Top of Data for analysis

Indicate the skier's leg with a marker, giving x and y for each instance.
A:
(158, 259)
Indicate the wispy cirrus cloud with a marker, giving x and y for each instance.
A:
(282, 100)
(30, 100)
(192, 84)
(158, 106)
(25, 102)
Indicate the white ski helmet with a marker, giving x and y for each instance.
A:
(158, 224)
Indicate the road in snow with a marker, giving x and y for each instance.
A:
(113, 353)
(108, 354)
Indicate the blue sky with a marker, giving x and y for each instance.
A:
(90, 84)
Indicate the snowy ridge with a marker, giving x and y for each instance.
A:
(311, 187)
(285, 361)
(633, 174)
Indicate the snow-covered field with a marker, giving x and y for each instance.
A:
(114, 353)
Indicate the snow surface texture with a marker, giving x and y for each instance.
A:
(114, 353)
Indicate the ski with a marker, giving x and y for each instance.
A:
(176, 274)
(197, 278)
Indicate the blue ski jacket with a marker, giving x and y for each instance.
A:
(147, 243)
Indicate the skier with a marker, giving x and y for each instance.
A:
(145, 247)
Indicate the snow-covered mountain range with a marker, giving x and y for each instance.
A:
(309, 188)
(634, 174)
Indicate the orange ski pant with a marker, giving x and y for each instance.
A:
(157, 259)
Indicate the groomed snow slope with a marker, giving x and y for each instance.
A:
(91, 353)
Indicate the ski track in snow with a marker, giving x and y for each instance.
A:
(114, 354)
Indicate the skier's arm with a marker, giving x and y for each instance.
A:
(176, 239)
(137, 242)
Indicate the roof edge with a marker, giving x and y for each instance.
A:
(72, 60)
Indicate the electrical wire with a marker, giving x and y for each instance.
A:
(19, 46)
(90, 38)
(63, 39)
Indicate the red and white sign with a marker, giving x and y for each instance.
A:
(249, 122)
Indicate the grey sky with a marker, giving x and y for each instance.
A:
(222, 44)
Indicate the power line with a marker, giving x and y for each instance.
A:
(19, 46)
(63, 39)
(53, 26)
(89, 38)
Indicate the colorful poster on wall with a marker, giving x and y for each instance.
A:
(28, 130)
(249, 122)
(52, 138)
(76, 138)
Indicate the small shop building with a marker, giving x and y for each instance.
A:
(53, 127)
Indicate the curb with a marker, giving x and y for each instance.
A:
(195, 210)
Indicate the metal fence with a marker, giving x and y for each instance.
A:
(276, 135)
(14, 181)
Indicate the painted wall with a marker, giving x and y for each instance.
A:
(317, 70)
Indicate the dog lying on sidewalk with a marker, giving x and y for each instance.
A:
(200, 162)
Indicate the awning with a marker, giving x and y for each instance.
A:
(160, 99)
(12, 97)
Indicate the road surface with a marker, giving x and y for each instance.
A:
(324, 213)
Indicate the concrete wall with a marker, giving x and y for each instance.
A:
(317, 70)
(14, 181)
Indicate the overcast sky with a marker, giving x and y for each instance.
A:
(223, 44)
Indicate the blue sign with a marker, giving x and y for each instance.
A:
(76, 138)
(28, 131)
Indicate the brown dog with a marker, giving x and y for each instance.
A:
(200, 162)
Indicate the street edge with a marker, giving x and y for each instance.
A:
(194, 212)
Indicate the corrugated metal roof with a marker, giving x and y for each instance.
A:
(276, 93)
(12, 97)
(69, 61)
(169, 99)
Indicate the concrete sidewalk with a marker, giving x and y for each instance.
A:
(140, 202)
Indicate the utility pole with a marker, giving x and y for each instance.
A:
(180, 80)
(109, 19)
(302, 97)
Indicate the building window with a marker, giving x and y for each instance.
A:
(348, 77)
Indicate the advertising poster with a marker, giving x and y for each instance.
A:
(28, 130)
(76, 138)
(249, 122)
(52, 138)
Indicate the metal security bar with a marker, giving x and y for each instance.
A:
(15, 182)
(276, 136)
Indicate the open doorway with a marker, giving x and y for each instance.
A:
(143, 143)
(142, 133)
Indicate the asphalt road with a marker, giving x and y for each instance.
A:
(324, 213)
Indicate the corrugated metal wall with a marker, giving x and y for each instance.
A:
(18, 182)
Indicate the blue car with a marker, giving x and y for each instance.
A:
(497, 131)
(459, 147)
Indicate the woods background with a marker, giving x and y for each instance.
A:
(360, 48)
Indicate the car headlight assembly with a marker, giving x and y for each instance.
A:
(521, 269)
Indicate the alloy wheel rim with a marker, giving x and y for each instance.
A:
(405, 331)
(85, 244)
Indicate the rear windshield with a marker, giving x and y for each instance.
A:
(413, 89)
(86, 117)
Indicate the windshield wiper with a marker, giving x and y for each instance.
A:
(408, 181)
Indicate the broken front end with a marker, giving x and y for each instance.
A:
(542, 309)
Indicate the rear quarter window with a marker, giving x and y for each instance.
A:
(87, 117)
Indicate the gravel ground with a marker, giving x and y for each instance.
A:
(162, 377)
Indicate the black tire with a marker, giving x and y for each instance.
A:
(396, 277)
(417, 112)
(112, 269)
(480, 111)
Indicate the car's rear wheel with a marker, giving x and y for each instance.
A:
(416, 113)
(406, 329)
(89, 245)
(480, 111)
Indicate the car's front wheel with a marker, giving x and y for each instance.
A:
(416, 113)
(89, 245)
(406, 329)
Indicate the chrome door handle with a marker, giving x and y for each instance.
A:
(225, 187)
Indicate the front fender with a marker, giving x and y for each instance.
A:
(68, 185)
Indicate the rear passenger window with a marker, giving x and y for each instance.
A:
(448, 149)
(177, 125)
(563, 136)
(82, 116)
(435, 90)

Bottom of Data for analysis

- _What to do_
Return the lines exactly as they stand, please. Start at the top of the material and finish with the line where "Indicate the road in" appears.

- _Reply to the task_
Indicate the skier's leg with a marker, giving x and y for each instance.
A:
(158, 259)
Indicate the wispy cirrus cloud with a marker, giving x and y for each instance.
A:
(282, 100)
(30, 100)
(192, 84)
(158, 106)
(25, 102)
Indicate the white ski helmet with a marker, giving x and y for each instance.
A:
(158, 224)
Indicate the road in snow with a marker, giving x and y for each instance.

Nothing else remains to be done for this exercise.